*ТЕКСТ ДЛЯ ЧТЕНИЯ:*
Пятница, 7 апреля. — Моя жена уехала в Бостон навестить свою сестру М., которая через две-три недели выходит замуж, а затем сразу же отправляется в Европу на шесть месяцев... Я принялся за распилку и колку дров, так как внутри была какая-то тревога, требовавшая активного движения, и я пилил, кажется, бодрее, чем когда-либо прежде. Когда я вернулся в дом, на душе было несколько тоскливо, но в то же время смешано с удовольствием, поскольку я яснее осознавал, что всякая разлука временна и едва ли реальна, даже на то короткое время, что она может продлиться. После своего одинокого обеда я прилег с «Дайлом» в руках и попытался уснуть, но сон не шел... Поэтому я встал и начал эту запись в дневнике, почти в самом начале которой меня прервал визит мистера Торо, который пришел вернуть книгу и объявить о своем намерении поселиться на Статен-Айленде в качестве частного учителя в семье брата мистера Эмерсона. Мы немного побеседовали на эту тему, а также о духовных преимуществах смены места, о «Дайле», о мистере Олкотте и других родственных или связанных темах. Я рад за самого мистера Торо, что он уезжает, так как он нездоров и переезд может пойти ему на пользу, но, с моей точки зрения, мне хотелось бы, чтобы он остался здесь, ибо он один из немногих людей, общение с которыми, как мне кажется, подобно слушанию ветра в ветвях лесного дерева; и при всей этой дикой свободе в нем есть также высокая и классическая образованность...

[Записи набора данных]
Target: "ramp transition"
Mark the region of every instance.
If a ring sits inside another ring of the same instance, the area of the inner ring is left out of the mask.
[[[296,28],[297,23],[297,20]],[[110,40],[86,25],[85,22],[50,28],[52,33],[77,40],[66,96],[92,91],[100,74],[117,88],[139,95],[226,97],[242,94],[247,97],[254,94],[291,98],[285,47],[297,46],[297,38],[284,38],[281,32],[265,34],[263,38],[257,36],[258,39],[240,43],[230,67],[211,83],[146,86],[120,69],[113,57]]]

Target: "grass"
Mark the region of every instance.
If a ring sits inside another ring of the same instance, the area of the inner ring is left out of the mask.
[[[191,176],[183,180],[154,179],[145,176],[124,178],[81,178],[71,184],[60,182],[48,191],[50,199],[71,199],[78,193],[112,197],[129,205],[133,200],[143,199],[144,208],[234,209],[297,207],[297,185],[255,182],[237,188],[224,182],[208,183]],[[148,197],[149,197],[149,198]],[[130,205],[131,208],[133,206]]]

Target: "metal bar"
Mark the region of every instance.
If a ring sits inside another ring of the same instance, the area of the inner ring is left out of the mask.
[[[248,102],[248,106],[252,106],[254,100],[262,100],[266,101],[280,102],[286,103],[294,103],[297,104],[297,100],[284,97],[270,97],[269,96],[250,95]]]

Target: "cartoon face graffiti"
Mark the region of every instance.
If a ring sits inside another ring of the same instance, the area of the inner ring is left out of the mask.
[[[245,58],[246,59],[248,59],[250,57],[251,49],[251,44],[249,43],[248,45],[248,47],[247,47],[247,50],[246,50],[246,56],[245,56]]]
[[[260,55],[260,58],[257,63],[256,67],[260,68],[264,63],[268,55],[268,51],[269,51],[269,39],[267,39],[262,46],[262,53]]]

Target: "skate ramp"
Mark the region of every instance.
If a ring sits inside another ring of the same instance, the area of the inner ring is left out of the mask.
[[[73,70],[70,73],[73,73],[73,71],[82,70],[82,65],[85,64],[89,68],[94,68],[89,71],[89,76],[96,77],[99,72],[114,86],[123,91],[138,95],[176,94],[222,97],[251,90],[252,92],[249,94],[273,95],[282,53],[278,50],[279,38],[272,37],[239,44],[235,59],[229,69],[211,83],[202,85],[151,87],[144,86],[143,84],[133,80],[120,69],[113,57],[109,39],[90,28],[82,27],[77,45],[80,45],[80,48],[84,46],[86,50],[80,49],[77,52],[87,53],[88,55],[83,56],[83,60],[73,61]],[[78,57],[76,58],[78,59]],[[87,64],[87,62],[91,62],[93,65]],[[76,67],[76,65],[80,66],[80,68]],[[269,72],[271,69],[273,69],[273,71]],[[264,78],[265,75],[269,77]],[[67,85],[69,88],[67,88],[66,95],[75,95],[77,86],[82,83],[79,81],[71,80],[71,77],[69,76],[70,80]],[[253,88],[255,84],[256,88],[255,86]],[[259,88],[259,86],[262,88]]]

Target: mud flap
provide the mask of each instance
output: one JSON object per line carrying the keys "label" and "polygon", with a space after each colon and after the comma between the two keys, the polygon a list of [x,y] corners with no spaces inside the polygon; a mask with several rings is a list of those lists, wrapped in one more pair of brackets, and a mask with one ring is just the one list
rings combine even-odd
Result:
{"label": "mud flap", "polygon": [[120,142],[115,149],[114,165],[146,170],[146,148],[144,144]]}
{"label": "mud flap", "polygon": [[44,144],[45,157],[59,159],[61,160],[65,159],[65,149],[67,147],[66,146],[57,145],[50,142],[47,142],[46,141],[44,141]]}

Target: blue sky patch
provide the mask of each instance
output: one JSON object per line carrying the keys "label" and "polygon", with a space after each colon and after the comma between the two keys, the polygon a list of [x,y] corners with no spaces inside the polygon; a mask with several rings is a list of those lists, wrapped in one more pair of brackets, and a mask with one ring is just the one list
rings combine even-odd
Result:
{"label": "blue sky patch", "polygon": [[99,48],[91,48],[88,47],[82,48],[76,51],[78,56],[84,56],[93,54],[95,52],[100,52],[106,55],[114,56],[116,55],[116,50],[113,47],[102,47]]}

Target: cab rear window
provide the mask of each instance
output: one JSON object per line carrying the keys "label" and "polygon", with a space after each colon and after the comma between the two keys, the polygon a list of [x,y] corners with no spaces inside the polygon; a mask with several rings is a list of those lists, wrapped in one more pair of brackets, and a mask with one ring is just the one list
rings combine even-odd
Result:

*ЦЕЛЬ ЗАДАНИЯ:* Куда, согласно дневниковой записи, намерен переселиться мистер Торо и в каком качестве?

*ПИСЬМЕННОЕ РЕШЕНИЕ:* На Статен-Айленд, частным учителем в семье брата мистера Эмерсона.